Which lines in the entries below contain the word "wheel"? Pick out each one and copy it.

• Dataset content:
* * * * *
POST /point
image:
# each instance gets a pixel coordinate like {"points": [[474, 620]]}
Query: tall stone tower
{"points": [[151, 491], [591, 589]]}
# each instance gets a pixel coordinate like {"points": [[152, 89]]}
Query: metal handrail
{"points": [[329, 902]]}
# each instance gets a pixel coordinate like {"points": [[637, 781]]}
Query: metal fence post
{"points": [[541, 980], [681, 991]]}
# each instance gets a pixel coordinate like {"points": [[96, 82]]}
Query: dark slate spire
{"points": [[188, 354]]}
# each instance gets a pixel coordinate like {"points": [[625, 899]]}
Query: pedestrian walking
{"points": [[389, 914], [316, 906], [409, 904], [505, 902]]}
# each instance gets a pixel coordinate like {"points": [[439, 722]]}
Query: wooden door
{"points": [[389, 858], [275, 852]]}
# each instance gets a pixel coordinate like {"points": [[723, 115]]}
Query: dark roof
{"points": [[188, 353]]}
* * * * *
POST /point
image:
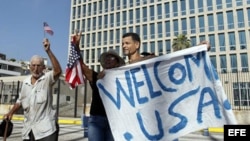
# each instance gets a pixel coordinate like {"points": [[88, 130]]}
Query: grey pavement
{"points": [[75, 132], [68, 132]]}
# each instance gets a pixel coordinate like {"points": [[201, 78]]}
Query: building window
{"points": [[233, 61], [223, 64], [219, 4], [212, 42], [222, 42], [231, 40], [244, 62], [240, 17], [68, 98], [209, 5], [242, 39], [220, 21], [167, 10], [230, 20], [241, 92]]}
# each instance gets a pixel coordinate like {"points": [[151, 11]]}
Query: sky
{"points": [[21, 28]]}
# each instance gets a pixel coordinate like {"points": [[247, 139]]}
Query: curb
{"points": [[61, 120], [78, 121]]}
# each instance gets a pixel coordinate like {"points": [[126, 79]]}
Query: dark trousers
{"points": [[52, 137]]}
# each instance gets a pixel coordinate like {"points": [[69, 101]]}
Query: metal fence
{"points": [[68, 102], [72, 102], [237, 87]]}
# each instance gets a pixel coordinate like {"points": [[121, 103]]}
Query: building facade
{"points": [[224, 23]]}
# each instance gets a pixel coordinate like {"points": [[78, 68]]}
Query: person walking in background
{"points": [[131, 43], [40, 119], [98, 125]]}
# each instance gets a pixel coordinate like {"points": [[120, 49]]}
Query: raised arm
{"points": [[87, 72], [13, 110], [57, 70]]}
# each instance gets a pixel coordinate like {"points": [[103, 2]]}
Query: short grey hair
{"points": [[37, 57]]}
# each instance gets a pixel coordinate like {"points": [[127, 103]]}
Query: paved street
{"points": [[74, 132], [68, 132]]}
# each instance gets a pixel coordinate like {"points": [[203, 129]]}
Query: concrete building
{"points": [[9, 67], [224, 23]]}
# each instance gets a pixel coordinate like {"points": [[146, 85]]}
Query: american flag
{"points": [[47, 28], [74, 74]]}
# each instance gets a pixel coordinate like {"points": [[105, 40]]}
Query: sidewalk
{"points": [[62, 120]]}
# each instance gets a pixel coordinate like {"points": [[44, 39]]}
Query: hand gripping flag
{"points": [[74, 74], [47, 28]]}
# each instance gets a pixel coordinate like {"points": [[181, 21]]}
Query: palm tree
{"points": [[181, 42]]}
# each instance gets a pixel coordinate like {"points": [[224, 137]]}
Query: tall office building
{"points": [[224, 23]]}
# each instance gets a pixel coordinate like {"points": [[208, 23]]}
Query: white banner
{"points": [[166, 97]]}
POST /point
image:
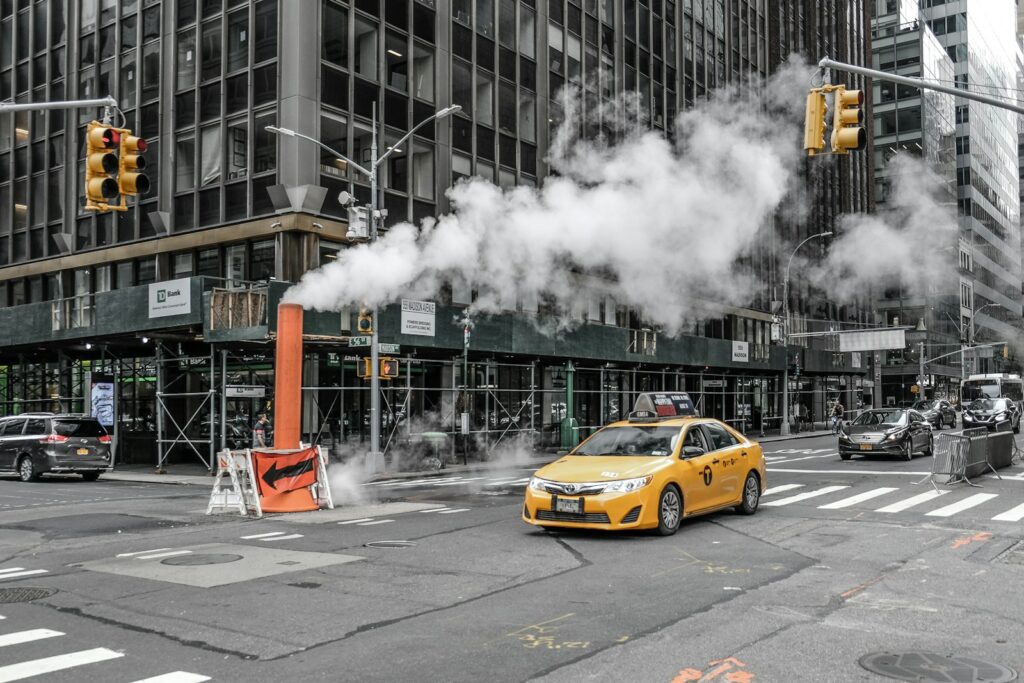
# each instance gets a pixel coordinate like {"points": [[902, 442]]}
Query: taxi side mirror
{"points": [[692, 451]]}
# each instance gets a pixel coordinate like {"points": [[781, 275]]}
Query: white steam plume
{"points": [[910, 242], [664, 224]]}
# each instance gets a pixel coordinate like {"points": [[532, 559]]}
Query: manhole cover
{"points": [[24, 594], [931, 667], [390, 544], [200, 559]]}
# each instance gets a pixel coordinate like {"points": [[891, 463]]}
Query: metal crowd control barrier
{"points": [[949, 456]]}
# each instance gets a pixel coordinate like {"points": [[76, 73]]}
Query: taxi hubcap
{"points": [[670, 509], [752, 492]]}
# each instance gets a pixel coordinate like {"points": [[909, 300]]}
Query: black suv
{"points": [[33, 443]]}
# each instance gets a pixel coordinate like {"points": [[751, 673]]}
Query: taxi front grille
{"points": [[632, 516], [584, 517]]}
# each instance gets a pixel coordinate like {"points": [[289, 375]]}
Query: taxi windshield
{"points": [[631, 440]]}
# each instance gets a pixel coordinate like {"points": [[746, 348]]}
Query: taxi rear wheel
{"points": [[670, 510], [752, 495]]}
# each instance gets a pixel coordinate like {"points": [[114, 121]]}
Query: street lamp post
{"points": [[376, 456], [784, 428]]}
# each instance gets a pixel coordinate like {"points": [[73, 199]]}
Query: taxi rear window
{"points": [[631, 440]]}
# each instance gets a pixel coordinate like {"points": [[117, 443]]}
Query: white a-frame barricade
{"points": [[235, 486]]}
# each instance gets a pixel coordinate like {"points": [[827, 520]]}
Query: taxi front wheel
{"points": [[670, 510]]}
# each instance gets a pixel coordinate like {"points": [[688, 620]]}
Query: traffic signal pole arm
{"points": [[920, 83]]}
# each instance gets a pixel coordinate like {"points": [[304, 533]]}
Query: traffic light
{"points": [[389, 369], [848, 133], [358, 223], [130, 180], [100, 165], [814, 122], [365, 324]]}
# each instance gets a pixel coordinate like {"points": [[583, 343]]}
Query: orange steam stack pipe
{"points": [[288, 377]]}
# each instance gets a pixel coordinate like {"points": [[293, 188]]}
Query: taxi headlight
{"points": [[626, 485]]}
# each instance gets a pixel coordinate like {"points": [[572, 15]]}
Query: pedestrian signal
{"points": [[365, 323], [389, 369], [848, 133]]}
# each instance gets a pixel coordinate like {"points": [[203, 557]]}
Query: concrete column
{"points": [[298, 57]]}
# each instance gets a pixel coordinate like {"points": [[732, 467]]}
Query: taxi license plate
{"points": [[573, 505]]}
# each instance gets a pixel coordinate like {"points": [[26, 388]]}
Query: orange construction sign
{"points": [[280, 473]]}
* * * * *
• Exercise answer:
Query: taxi rear wheel
Query: taxi front wheel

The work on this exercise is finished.